* Given text:
========================================

In a similar vein, Brickell et al. [33] suggested an alternative AES implementation, including compacting, randomising and preloading lookup tables. This introduced noise to the cache footprint left by AES executions, thus defending against cache-based timing attacks. As a result, the distribution of AES execution times follows a Gaussian distribution over random plaintexts. These techniques incurred 100–120% performance overhead.
Wang and Lee [158] suggested the random permutation cache (RPcache), which provides a randomised cache indexing scheme and protection attributes in every cache line. Each process has a permutation table to store memory-to-cache mappings, and each cache line contains an ID representing its owner process. Cache lines with different IDs cannot evict each other. Rather, the RPcache randomly selects a cache set and evicts a cache line in that set. Simulation results suggest a small (1%) performance hit in the SPEC2000 benchmark. Kong et al. [97] suggested an explicitly requested RPCache implementation, just for sensitive data such as AES tables. Simulations again suggest the potential for low overhead.
Vattikonda et al. [151] modified the Xen hypervisor to insert noise into the high-resolution time measurements in VMs by modifying the values returned by the rdtsc instruction. Martin et al. [111] argued that timing channels can be prevented by making internal time sources inaccurate. Consequently, they modified the implementation of the x86 rdtsc instruction so it stalls execution until the end of a predefined epoch and then adds a random number between zero and the size of the epoch, thus fuzzing the time counter. In addition, they proposed a hardware monitoring mechanism for detecting software clocks, for example inter-thread communication through shared variables. The paper presents statistical analysis that demonstrates timing channel mitigation. However, the effectiveness of this solution is based on two system assumptions: that external events do not provide sufficient resolution to efficiently measure microarchitecture events and that their monitoring makes software clocks prohibitive.

========================================

* Data listing:
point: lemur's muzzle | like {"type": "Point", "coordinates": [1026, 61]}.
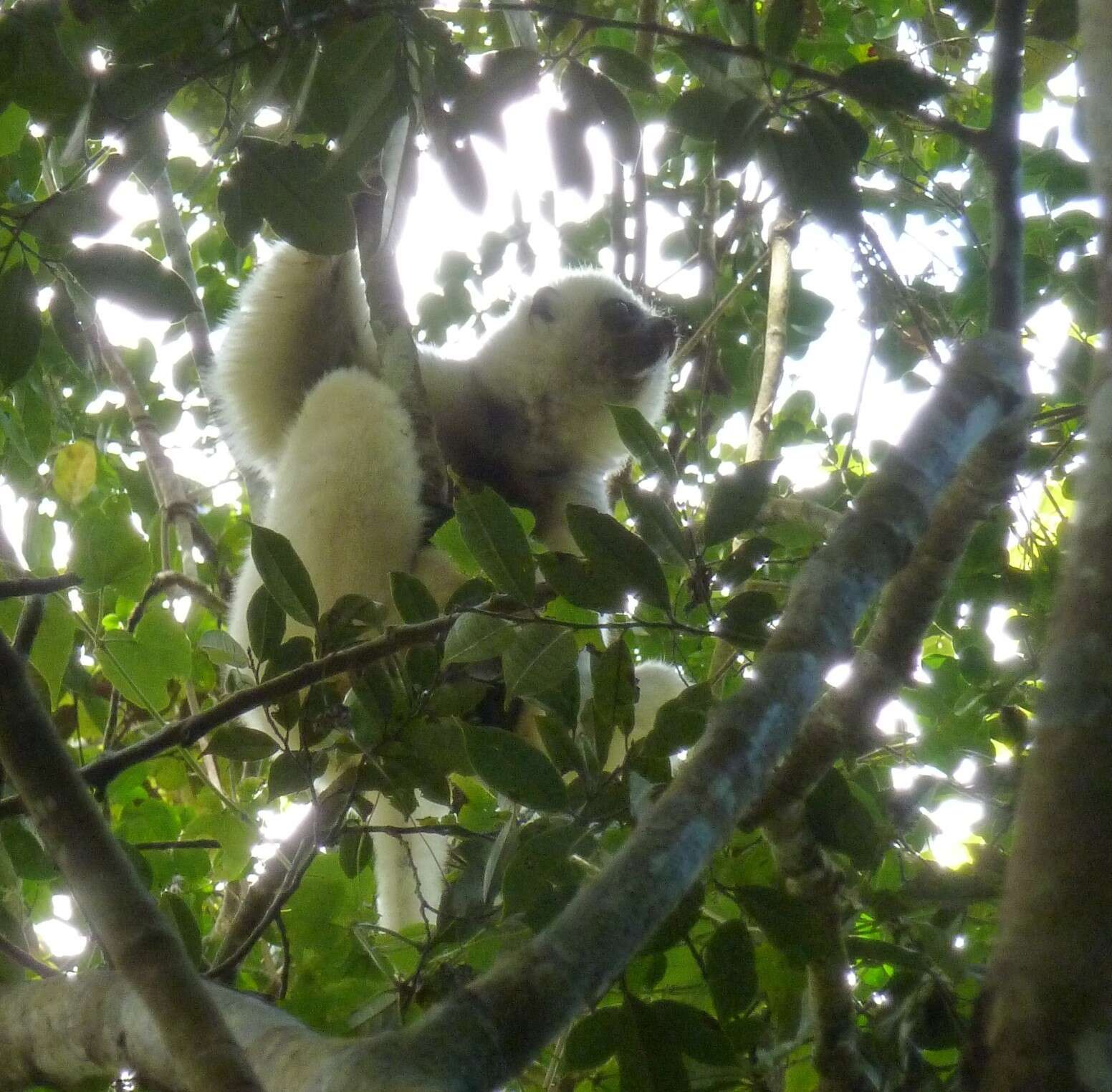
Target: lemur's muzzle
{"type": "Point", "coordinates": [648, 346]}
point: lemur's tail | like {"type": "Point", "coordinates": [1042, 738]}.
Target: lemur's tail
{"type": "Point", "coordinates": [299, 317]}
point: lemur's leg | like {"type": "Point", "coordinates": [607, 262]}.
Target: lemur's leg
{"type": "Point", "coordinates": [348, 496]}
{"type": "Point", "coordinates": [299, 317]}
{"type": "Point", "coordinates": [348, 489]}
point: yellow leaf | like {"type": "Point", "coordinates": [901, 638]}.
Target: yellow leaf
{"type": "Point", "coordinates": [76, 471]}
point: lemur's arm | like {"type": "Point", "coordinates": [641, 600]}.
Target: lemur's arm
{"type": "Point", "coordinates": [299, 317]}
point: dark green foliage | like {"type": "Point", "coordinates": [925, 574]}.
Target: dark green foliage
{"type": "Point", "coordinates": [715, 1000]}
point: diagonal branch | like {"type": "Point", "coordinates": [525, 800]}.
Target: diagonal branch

========================================

* To do:
#1 According to the passage on timing-channel defenses, why did Martin et al. modify the x86 rdtsc instruction? Answer in one to three sentences.
#2 List every research group the passage on timing-channel defenses cites, with its reference number.
#3 Carry the passage on timing-channel defenses forward from its final sentence.
The data that comes after the text is separate material.

* In response:
#1 Martin et al. argued that timing channels can be prevented by making internal time sources inaccurate. They therefore changed rdtsc to stall execution until the end of a predefined epoch and then add a random number between zero and the size of the epoch, which fuzzes the time counter.

#2
- Brickell et al. [33]
- Wang and Lee [158]
- Kong et al. [97]
- Vattikonda et al. [151]
- Martin et al. [111]

#3
Liu and Lee [106] suggested that the demand-fetch policy of a cache is a security vulnerability, which can be exploited by reuse-based attacks that leverage previously accessed data in a shared cache. To address these attacks, they designed a cache with random replacement. On a cache miss, the requested data are directly sent to processor without allocating a cache line. Instead, the mechanism allocates lines with randomised fetches within a configurable neighbourhood window of the missing memory line.
Zhang et al. [176] introduced a bystander VM for injecting noise on the cross-VM L2-cache covert channel with a configurable workload. With a continuous-time Markov process to model the Prime+Probe -based cache covert channel, they analysed the impact of bystander VMs on the error rate of cache-based covert channels under the scheduling algorithm used by Xen. They found that as long as the bystander VMs only adjust their CPU time consumption, they do not significantly impact cross-VM covert channel bandwidth. For effectively introducing noise into the Prime+Probe channel, the bystander VMs must also modulate their working sets and memory access rates.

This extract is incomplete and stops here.